### Aim of the exercise
Give a verbatim quotation of every record.

### Records supplied
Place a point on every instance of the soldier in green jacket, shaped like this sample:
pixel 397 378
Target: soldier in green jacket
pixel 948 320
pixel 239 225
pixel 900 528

### Final result
Place a point on every instance of the soldier in green jacket, shaped like this sample:
pixel 397 378
Target: soldier in green jacket
pixel 948 320
pixel 239 225
pixel 900 528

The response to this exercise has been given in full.